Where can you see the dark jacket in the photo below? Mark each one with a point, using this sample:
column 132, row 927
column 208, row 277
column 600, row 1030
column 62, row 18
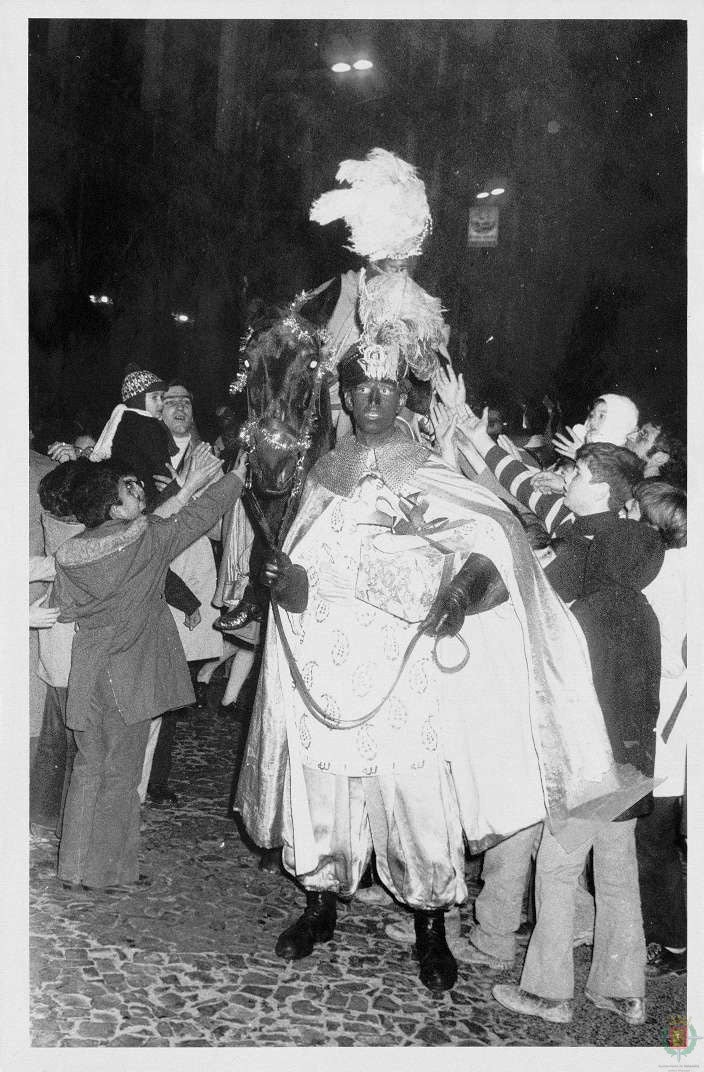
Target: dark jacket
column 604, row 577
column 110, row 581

^^^^^^^^^^^^^^^^

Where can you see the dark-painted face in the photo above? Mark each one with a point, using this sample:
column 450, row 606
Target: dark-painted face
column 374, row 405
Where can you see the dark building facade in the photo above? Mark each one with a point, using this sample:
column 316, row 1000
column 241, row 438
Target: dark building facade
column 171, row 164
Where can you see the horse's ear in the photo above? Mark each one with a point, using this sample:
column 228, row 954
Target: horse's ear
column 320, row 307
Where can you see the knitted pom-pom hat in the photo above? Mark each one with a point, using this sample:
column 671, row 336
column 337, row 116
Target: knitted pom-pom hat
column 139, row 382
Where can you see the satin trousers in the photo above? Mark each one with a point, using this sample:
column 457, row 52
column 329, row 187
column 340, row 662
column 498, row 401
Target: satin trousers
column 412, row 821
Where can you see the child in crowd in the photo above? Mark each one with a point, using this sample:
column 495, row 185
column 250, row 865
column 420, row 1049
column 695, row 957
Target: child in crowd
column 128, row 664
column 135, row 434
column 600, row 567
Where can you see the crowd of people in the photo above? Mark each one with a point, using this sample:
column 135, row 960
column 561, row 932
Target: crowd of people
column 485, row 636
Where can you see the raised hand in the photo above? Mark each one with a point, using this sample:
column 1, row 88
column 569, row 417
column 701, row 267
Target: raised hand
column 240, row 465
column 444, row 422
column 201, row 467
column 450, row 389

^^^^^^^^^^^^^^^^

_Directions for this task:_ Reproduce the listing above without any changes, starting at the line containing "Where can you see the knitted" and continuing down through the line containing "column 139, row 382", with both of those lines included.

_Solution to the problem:_
Where can you see the knitted pom-pom hat in the photo above? Mark each one with a point, using this sample:
column 671, row 336
column 337, row 116
Target: knitted pom-pom hat
column 139, row 382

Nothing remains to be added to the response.